▸ **EXERCISE INPUT**
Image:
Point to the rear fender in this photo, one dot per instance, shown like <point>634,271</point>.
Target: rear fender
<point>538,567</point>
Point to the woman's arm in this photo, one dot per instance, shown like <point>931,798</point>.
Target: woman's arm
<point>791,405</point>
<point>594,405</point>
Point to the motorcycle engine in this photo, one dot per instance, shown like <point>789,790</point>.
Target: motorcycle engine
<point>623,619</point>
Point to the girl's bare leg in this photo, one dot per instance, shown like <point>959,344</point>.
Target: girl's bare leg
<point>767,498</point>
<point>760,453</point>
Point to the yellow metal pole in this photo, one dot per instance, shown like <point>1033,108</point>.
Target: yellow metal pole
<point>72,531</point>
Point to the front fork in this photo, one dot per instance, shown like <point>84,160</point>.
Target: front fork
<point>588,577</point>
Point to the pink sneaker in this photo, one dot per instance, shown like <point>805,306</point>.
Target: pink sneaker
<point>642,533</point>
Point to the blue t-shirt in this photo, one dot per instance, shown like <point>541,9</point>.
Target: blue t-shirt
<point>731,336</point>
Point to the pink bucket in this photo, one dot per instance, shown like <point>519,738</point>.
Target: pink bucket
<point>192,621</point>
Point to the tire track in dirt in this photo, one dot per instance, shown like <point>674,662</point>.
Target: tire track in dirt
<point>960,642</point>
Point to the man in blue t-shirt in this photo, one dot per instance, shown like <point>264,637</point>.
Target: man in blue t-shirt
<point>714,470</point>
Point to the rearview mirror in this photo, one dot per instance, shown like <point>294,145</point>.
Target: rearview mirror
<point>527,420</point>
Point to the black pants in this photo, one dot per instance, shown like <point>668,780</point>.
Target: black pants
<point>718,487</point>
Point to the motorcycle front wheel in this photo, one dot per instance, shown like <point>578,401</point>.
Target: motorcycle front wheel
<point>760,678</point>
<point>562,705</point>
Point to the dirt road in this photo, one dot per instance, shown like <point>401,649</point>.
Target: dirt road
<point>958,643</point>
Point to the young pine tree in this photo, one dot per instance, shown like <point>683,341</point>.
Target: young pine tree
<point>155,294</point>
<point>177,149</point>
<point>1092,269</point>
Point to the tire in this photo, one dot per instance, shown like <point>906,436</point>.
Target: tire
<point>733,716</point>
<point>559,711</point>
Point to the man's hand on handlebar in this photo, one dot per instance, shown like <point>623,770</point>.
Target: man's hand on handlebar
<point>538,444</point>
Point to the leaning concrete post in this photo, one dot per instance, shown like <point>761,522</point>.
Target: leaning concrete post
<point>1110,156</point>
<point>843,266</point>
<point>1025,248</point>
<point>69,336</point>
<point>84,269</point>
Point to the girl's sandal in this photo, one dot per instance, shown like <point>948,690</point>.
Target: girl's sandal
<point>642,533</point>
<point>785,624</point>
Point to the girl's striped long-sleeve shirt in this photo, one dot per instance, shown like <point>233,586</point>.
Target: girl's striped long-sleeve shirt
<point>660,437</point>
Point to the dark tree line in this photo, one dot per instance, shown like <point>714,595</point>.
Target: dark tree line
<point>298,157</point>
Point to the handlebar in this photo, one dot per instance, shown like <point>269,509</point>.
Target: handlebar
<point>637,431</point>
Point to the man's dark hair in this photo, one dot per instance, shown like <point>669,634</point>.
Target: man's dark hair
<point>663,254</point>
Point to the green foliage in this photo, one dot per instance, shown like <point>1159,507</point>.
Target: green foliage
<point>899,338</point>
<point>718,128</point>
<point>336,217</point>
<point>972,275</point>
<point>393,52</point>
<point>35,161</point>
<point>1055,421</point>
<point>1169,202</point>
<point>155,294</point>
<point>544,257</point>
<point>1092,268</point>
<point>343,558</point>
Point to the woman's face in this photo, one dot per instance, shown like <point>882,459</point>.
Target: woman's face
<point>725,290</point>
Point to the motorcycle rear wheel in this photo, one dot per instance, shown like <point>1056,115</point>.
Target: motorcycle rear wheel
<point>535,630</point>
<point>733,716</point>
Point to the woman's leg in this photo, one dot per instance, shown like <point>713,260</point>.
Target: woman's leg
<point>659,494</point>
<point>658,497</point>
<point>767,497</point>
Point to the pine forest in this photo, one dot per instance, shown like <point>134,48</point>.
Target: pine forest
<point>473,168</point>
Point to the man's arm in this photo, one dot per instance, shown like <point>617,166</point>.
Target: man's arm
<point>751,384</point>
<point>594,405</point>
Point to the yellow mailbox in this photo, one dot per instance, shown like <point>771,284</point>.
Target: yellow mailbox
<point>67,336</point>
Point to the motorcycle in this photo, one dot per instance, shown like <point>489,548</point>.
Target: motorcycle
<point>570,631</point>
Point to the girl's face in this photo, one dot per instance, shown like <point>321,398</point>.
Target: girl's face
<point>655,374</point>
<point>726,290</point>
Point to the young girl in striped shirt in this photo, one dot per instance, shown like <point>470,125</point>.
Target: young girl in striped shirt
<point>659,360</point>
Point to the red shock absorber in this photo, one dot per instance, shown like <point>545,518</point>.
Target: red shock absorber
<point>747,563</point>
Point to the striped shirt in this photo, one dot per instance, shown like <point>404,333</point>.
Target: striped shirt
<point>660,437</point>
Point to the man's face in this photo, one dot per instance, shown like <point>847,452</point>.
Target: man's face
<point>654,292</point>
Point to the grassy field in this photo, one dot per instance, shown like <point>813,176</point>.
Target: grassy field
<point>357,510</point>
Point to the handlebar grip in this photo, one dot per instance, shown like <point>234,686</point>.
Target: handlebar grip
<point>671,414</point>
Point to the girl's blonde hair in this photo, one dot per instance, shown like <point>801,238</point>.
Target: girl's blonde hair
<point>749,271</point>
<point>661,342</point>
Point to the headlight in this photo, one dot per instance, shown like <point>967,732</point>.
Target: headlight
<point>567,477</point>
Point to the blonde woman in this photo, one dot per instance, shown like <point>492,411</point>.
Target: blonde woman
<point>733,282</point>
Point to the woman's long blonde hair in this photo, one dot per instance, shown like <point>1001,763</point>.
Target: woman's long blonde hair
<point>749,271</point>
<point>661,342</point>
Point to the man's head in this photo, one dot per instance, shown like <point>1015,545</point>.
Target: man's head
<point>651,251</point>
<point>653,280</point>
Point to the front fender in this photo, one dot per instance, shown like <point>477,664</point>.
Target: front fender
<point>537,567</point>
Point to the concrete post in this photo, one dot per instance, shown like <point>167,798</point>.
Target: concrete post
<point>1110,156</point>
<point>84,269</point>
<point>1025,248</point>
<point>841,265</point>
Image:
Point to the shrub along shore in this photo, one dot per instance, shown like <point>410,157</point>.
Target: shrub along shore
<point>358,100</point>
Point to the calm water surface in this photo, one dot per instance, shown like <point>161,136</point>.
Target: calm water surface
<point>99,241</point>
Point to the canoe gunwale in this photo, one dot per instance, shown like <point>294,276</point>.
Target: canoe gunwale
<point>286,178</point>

▸ **YOUR INSTRUCTIONS**
Convert all of the data above into a JSON list of strings, one string per line, with any blank lines omitted.

▸ **FINISHED EXERCISE**
[
  "Image:",
  "Point to the rear fender in this photo, one dot per instance, shown like <point>634,271</point>.",
  "Target: rear fender",
  "<point>538,567</point>",
  "Point to the woman's arm in this photo, one dot per instance, shown like <point>931,798</point>.",
  "Target: woman's arm",
  "<point>791,405</point>",
  "<point>594,405</point>",
  "Point to the motorcycle engine in this photo, one dot per instance, shown like <point>789,790</point>.",
  "Target: motorcycle engine",
  "<point>623,619</point>",
  "Point to the girl's bare leg in this photo, one dot per instance, shown like <point>959,344</point>.",
  "Target: girl's bare leg",
  "<point>767,498</point>",
  "<point>760,453</point>",
  "Point to the yellow metal pole in this photo, one dot per instance, shown like <point>1033,108</point>.",
  "Target: yellow metal pole",
  "<point>72,531</point>",
  "Point to the front fork in this photo, one dot per instance, shown like <point>84,160</point>.",
  "Target: front fork",
  "<point>588,577</point>",
  "Point to the pink sneaker in this photo, one dot per instance, shown like <point>805,306</point>.",
  "Target: pink sneaker",
  "<point>642,533</point>",
  "Point to the blue t-shirt in this photo, one dot per instance, shown like <point>541,9</point>.",
  "Target: blue t-shirt",
  "<point>731,336</point>",
  "Point to the pink bucket in this photo, one dot per instance, shown like <point>519,738</point>.",
  "Target: pink bucket",
  "<point>192,621</point>",
  "Point to the tire track in dirt in this photo, one dot per instance, shown like <point>674,662</point>.",
  "Target: tire track in dirt",
  "<point>960,642</point>",
  "Point to the man in blue t-shirt in this photo, one dot per instance, shown like <point>264,637</point>.",
  "Target: man in blue t-shirt",
  "<point>714,470</point>",
  "Point to the rearview mirror in this photo, one dot per instance, shown like <point>294,145</point>.",
  "Target: rearview mirror",
  "<point>527,420</point>",
  "Point to the black pants in this photo, one dot per instance, shown like <point>668,780</point>.",
  "Target: black pants",
  "<point>718,487</point>",
  "Point to the motorcycle front wheel in this photo, one dot per instance, shown like <point>578,401</point>.",
  "Target: motorcycle front wheel",
  "<point>760,678</point>",
  "<point>562,705</point>",
  "Point to the dirt road in this photo, one dot per instance, shown like <point>401,649</point>.",
  "Target: dirt road",
  "<point>958,643</point>",
  "Point to the young pine tree in this photo, one dot per instance, shown like <point>683,341</point>.",
  "Target: young pine tree",
  "<point>155,294</point>",
  "<point>177,149</point>",
  "<point>1092,269</point>",
  "Point to the tire in this photo, one dot per instance, shown like <point>906,436</point>.",
  "Target: tire",
  "<point>733,716</point>",
  "<point>559,711</point>",
  "Point to the man's hand on handlebar in this photo, one dot per instance, shown like <point>623,770</point>.",
  "Target: man's hand on handlebar",
  "<point>538,444</point>",
  "Point to the leaning concrete post in this photo, one dot per instance, shown like <point>761,522</point>.",
  "Target: leaning concrete post",
  "<point>1110,156</point>",
  "<point>843,266</point>",
  "<point>1025,248</point>",
  "<point>69,336</point>",
  "<point>84,269</point>",
  "Point to the girl's sandal in this photo, one dot per instance, shown like <point>948,690</point>.",
  "Target: girl's sandal",
  "<point>642,533</point>",
  "<point>785,624</point>",
  "Point to the girl's striped long-sleeve shirt in this photo, one dot per instance, shown like <point>233,586</point>.",
  "Target: girl's striped long-sleeve shirt",
  "<point>660,437</point>",
  "Point to the dark tree line in this photo, one dot per instance, shown like <point>714,595</point>.",
  "Target: dark tree line",
  "<point>298,157</point>",
  "Point to the handlebar in this photo, one dot per instance, shown like <point>269,509</point>.",
  "Target: handlebar",
  "<point>637,431</point>",
  "Point to the man's dark hair in this photo, one dot per instance, shown like <point>669,634</point>.",
  "Target: man's dark hair",
  "<point>663,254</point>",
  "Point to the green foliage in this photo, one dot per instance, shown like <point>1159,507</point>.",
  "Target: green foliage",
  "<point>899,338</point>",
  "<point>718,128</point>",
  "<point>336,217</point>",
  "<point>972,275</point>",
  "<point>393,52</point>",
  "<point>35,161</point>",
  "<point>1055,421</point>",
  "<point>1169,202</point>",
  "<point>155,294</point>",
  "<point>544,257</point>",
  "<point>1092,268</point>",
  "<point>343,558</point>",
  "Point to the woman's face in this photo, one dot per instance, shown like <point>882,459</point>.",
  "Target: woman's face",
  "<point>725,290</point>",
  "Point to the motorcycle rear wheel in this photo, one dot per instance, shown like <point>1056,115</point>.",
  "Target: motorcycle rear wheel",
  "<point>535,630</point>",
  "<point>733,716</point>",
  "Point to the woman's leg in this photo, one dot per instance, shown like <point>713,260</point>.",
  "Target: woman's leg",
  "<point>659,494</point>",
  "<point>658,497</point>",
  "<point>767,497</point>",
  "Point to the pine forest in this photo, one dot per instance, shown like <point>134,48</point>.",
  "Target: pine forest",
  "<point>473,168</point>",
  "Point to the man's arm in this photo, one dot per instance, shown like <point>617,166</point>.",
  "Target: man's arm",
  "<point>751,384</point>",
  "<point>594,405</point>",
  "Point to the yellow mailbox in this photo, one dot per instance, shown like <point>771,284</point>.",
  "Target: yellow mailbox",
  "<point>67,336</point>",
  "Point to the motorcycle in this photo, one dot per instance, shown like <point>489,548</point>.",
  "Target: motorcycle",
  "<point>570,631</point>",
  "Point to the girl's face in this photo, one dot per instance, shown like <point>321,398</point>.",
  "Target: girl's face",
  "<point>655,374</point>",
  "<point>726,290</point>",
  "Point to the young girl in striped shirt in this photo, one dot per instance, shown like <point>470,125</point>.",
  "Target: young girl in striped shirt",
  "<point>659,360</point>",
  "Point to the red shock absorber in this photo, one dot per instance, shown like <point>545,518</point>.",
  "Target: red shock absorber",
  "<point>747,563</point>",
  "Point to the striped shirt in this photo, one dot per instance, shown like <point>404,333</point>.",
  "Target: striped shirt",
  "<point>660,437</point>",
  "Point to the man's face in this photo, one dot per instance, shown like <point>847,452</point>.",
  "Target: man's face",
  "<point>654,292</point>",
  "Point to the grassy field in this photo, one dot per instance, shown like <point>813,176</point>.",
  "Target: grassy field",
  "<point>357,510</point>",
  "Point to the handlebar grip in this photo, one dot per instance, shown like <point>234,686</point>.",
  "Target: handlebar grip",
  "<point>671,414</point>",
  "Point to the girl's blonde hair in this photo, one dot per instance, shown like <point>801,238</point>.",
  "Target: girl's blonde hair",
  "<point>749,271</point>",
  "<point>661,342</point>",
  "Point to the headlight in this photo, one dot per instance, shown like <point>967,732</point>.",
  "Target: headlight",
  "<point>567,477</point>",
  "Point to the blonde woman in this photo, one dot per instance, shown like <point>492,411</point>.",
  "Target: blonde woman",
  "<point>733,282</point>",
  "Point to the woman's long blonde hair in this photo, one dot per instance, shown like <point>1001,763</point>.",
  "Target: woman's long blonde hair",
  "<point>749,271</point>",
  "<point>661,342</point>",
  "Point to the man's head in this photo, one dot per instance, shown like <point>1015,545</point>.",
  "Target: man's head",
  "<point>651,251</point>",
  "<point>653,280</point>",
  "Point to the front fender in this photo, one dot per instance, shown like <point>477,664</point>.",
  "Target: front fender",
  "<point>537,567</point>",
  "Point to the concrete post in this photo, one dot per instance, shown like <point>167,798</point>.",
  "Target: concrete post",
  "<point>1110,156</point>",
  "<point>84,269</point>",
  "<point>1025,248</point>",
  "<point>841,265</point>",
  "Image:",
  "Point to the shrub along shore in this photo, one dot per instance, shown like <point>410,157</point>.",
  "Target: shrub along shore",
  "<point>358,100</point>",
  "Point to the calm water surface in this photo, one dot per instance, shown like <point>161,136</point>.",
  "Target: calm water surface",
  "<point>99,241</point>",
  "Point to the canoe gunwale in this photo, one dot per instance, shown like <point>294,276</point>.",
  "Target: canoe gunwale",
  "<point>286,178</point>"
]